- _Coordinate annotation records_:
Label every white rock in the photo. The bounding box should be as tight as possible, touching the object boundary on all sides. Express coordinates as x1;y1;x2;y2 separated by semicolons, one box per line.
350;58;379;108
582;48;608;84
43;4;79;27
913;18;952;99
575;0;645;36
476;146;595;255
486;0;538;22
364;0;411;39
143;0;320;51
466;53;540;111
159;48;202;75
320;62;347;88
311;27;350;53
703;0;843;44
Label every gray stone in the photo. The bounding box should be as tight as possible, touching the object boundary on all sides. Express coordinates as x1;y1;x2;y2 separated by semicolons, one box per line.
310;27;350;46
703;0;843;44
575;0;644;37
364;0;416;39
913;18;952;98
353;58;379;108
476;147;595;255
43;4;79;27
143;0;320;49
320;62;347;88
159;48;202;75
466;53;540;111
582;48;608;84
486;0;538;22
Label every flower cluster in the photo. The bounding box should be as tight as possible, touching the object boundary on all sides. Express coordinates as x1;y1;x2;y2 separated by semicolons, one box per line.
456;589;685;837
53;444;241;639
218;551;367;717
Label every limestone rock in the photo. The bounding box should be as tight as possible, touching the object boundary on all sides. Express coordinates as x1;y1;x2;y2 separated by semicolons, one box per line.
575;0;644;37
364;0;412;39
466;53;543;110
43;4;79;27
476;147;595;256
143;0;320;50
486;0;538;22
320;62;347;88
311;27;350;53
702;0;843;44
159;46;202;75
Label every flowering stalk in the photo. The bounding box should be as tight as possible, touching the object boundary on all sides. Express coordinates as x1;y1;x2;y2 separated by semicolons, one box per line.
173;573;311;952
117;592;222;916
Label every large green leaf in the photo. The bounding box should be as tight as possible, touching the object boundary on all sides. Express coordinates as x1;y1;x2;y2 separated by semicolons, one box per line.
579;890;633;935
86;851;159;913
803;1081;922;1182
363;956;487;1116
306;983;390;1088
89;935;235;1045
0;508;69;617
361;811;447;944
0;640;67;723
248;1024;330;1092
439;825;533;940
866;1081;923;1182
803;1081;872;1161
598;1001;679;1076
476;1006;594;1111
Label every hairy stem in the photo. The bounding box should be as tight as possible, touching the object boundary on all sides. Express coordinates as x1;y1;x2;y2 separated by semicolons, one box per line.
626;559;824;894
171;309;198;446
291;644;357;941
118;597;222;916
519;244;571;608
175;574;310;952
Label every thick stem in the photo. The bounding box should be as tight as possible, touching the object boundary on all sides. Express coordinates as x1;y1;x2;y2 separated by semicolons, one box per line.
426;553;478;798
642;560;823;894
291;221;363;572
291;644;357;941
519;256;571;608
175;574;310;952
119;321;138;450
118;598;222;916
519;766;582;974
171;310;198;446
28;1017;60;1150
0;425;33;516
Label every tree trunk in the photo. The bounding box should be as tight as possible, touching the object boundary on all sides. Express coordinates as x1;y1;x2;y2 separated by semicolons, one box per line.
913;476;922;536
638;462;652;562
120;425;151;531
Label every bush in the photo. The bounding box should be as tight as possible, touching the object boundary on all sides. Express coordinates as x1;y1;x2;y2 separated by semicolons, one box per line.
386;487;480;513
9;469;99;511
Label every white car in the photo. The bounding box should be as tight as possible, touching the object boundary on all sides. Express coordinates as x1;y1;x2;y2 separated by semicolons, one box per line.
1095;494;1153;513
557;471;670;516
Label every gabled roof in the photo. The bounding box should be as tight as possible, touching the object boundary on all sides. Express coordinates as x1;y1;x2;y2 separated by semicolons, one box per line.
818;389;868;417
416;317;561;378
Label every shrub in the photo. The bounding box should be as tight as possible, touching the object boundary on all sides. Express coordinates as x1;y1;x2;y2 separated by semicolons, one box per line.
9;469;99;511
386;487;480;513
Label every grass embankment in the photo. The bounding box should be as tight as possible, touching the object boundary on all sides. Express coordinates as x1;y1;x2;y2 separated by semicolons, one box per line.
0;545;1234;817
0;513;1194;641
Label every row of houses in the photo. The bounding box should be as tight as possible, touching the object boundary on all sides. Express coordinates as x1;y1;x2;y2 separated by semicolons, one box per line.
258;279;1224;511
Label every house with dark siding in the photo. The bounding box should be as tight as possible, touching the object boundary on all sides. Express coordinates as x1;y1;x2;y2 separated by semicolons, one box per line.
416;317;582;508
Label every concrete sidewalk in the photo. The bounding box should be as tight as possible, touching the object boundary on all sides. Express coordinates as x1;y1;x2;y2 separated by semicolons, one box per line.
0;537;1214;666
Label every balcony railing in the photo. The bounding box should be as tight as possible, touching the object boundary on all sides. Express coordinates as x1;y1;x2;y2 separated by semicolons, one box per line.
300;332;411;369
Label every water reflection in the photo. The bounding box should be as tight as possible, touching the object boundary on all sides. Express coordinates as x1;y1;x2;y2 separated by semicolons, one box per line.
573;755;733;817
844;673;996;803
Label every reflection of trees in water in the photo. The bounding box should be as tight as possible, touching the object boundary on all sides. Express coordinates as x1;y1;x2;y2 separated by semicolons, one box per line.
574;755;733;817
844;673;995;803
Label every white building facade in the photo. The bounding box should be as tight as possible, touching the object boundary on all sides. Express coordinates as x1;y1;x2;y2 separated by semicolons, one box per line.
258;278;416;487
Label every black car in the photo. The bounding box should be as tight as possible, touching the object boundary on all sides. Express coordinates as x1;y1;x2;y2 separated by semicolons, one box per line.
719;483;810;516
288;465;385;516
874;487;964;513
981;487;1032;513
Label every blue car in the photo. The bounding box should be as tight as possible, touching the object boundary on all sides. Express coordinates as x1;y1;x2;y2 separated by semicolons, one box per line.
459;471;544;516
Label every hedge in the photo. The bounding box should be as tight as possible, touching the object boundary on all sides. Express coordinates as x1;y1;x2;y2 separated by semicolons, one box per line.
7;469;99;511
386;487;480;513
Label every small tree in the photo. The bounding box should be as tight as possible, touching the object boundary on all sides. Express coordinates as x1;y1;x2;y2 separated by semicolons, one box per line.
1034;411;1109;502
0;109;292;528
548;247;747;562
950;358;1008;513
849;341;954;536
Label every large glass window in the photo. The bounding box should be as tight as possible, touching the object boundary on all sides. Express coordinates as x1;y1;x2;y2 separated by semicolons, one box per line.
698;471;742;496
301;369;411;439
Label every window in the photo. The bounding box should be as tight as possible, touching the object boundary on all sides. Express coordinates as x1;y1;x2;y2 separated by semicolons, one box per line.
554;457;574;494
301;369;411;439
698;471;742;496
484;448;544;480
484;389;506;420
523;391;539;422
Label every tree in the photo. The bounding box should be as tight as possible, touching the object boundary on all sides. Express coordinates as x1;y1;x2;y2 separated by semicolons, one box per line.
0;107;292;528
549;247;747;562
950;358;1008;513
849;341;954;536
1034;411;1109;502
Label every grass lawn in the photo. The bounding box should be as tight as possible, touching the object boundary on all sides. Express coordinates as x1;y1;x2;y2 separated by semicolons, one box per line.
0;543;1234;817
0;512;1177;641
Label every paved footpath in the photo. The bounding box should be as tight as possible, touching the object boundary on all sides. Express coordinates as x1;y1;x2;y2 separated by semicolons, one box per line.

- _Exercise_:
Change "bounding box" to "enclosing box" everywhere it appears in the records above. Write the records out again with nothing else altered.

- _Worked answer_:
Label every white rock in the photo. The enclosing box should be as tight as possible, touching the object boundary on all sides. Express coordinates as x1;y1;x2;y2 separated by semicolons, one box per line.
350;58;379;108
582;48;608;84
43;4;79;27
913;18;952;99
575;0;645;36
476;146;595;255
486;0;538;22
364;0;411;39
143;0;320;51
466;53;540;111
159;48;202;75
320;62;347;88
311;27;350;53
703;0;843;44
Label every gray stone in the photo. The enclosing box should be as tight as possible, touching the object boundary on all sides. Express coordinates as x1;y1;x2;y2 separated by semicolons, one box per line.
310;27;350;46
703;0;843;44
575;0;644;37
364;0;416;39
913;18;952;98
353;58;379;108
476;147;595;255
43;4;79;27
143;0;320;49
320;62;347;88
159;48;202;75
466;53;540;111
582;48;608;84
486;0;538;22
Label every flower cluster in the photo. The enclosing box should be as tight as possible, touching the object boundary on all sides. Express coordinates as x1;y1;x2;y2 separated by semicolons, one box per line.
456;589;685;837
53;444;241;639
218;551;367;717
Label every limestone rock in the photo. The enclosing box should be as tight as possible, touching the object boundary on all sides. Express coordinates as x1;y1;x2;y2 separated by semicolons, one box per line.
575;0;644;37
364;0;412;39
466;53;543;110
43;4;79;27
476;147;595;256
143;0;320;50
486;0;538;22
320;62;347;88
311;27;350;53
702;0;843;44
159;46;202;75
Label every flowering stalk in the photo. The enclosing box should be as tight as possible, touching the object boundary on all sides. Express coordinates as x1;y1;x2;y2 separated by semicolons, one box per line.
173;573;311;952
117;592;222;916
Label every large green leaf in the photo. The enclosing box should be as tight as possible, touching the object boundary on all sides. Express coordinates as x1;y1;x2;y2 separated by semicolons, one box per line.
579;890;633;935
86;851;159;913
803;1081;922;1182
363;956;487;1116
306;983;390;1088
89;935;235;1045
0;508;69;617
361;811;447;944
0;640;67;723
248;1024;330;1092
439;825;533;940
866;1081;923;1182
803;1081;872;1161
598;1001;679;1076
476;1006;594;1111
Label every hairy stem in the photo. The enclosing box should be as tight as possible, touching the object boundary on all sides. Express coordinates as x1;y1;x2;y2 separated by semicolons, one box per line.
626;559;824;894
171;309;198;446
291;644;357;941
118;597;222;916
519;244;571;608
175;574;310;952
Label every thick stem in the photo. The enclosing box should be as tight as possible, touching the object boundary on all sides. Express coordinates as x1;y1;x2;y2 separated by semicolons, one box per line.
426;553;478;798
642;560;823;894
291;221;363;572
291;644;357;941
519;256;571;608
175;574;310;952
119;321;138;450
118;598;222;916
519;766;582;974
171;310;198;446
28;1017;60;1150
0;425;33;516
Label every tree trunk in the photo. The enclosing box should be as tight as possible, touching the object boundary on all sides. Express coordinates as x1;y1;x2;y2 separated by semicolons, one box per line.
913;476;922;536
638;462;652;562
120;425;151;531
Label every bush in the photo. The enclosing box should be as tight as possible, touching the object boundary on all sides. Express coordinates as x1;y1;x2;y2 separated by semicolons, one box per line.
386;487;480;513
9;469;99;511
Label every white car in the photo. The enclosing box should be as tight as possible, touching the object boundary on all sides. Express coordinates as x1;y1;x2;y2 separated by semicolons, one box per line.
1095;494;1153;513
557;471;670;516
Label every gabled roof in the photo. The enclosing box should be as tight as possible, touching the object boundary on all sides. Express coordinates as x1;y1;x2;y2 separated by semicolons, one box per line.
818;389;868;417
416;317;561;378
Label every shrub in the photo. The enclosing box should be as tight as possible, touching the object boundary on all sides. Express coordinates as x1;y1;x2;y2 separated by semicolons, one box per line.
9;469;99;511
386;487;480;513
Label every grass embankment in the photo. The enclosing box should be as tight as possible, touching the object boundary on all sides. Express coordinates as x1;y1;x2;y2 separated by semicolons, one box per line.
0;545;1234;817
0;513;1194;641
Label every row of houses in the photo. The enclosing box should be as tight as possible, touching the object boundary on all sides. Express coordinates as x1;y1;x2;y2 separated by semicolons, one box per line.
258;279;1224;511
Label every house with dark siding in the photo. The enclosing box should be as tight as possible, touching the object boundary on all sides. Express coordinates as x1;y1;x2;y2 separated by semicolons, one box per line.
416;317;582;508
Label every concrete sidewalk in the photo. The enclosing box should be as tight as possible, touching the object boundary on all sides. Express coordinates as x1;y1;x2;y2 separated by semicolons, one box per line.
0;537;1214;666
Label every balcony railing in the photo. The enclosing box should be as tight as possible, touching the object boundary on all sides. Express coordinates as x1;y1;x2;y2 separated by semicolons, one box per line.
300;332;411;369
Label every water reflection in the photo. The enclosing box should be as tight as possible, touching the object boundary on all sides. Express coordinates as x1;y1;x2;y2 separated by semicolons, one box per line.
573;755;733;817
844;673;996;803
Label every reflection of trees in water in the photo. The enclosing box should be as tight as possible, touching the object boundary on all sides. Express coordinates as x1;y1;x2;y2 separated by semicolons, one box per line.
574;755;733;817
844;673;995;803
Label every white building facade in the photo. The enclosing box should be as tight as possible, touching the object boundary on all sides. Express coordinates as x1;y1;x2;y2 separated by semicolons, one box per line.
258;278;416;487
Label every black car in the photo. The enclosing box should be as tight as possible, touching the object boundary on all sides. Express coordinates as x1;y1;x2;y2 separated by semicolons, one box per line.
719;483;810;516
288;465;385;516
874;487;964;513
981;487;1032;513
Label every blue car in the photo. The enclosing box should be as tight as possible, touching the object boundary on all sides. Express coordinates as x1;y1;x2;y2 separated by semicolons, one box per line.
459;471;544;516
Label every hedge in the photo. The enclosing box should be as tight as possible, touching the object boundary on all sides. Express coordinates as x1;y1;x2;y2 separated by semicolons, one box per line.
7;469;99;511
386;487;480;513
Label every small tree in the photo. The enclosing box should be as tight as possible, touching the object boundary on all sides. Express coordinates as x1;y1;x2;y2 separated by semicolons, one box per line.
1034;411;1109;502
0;109;292;528
548;247;747;562
950;358;1008;513
849;341;954;536
Label every large glass window in the photo. The enclosing box should be as tight as possible, touching the object boundary on all sides. Express coordinates as x1;y1;x2;y2 separated by semicolons, one box per line.
698;471;742;496
301;369;411;439
Label every window in the photo. The enclosing box should be as tight as possible, touching the object boundary on all sides. Express coordinates as x1;y1;x2;y2 separated by semicolons, one box per line.
554;457;574;494
301;369;411;439
698;471;742;496
484;448;544;480
484;389;506;420
523;391;539;422
Label every tree in the photo. The enclosing box should be as tight as possible, touching the object boundary on all sides. Express coordinates as x1;y1;x2;y2 separated by semicolons, one box per line.
0;107;292;528
549;247;747;562
950;358;1008;513
849;341;954;536
1034;411;1109;502
Label every grass lawn in the photo. The enclosing box should be as tight as possible, touching the object boundary on all sides. Express coordinates as x1;y1;x2;y2 separated by semicolons, one box per line.
0;543;1234;817
0;512;1177;641
Label every paved footpath in the photo. The enclosing box should be as tight as possible, touching the object boundary on all sides. Express coordinates as x1;y1;x2;y2 separated by semicolons, one box per line.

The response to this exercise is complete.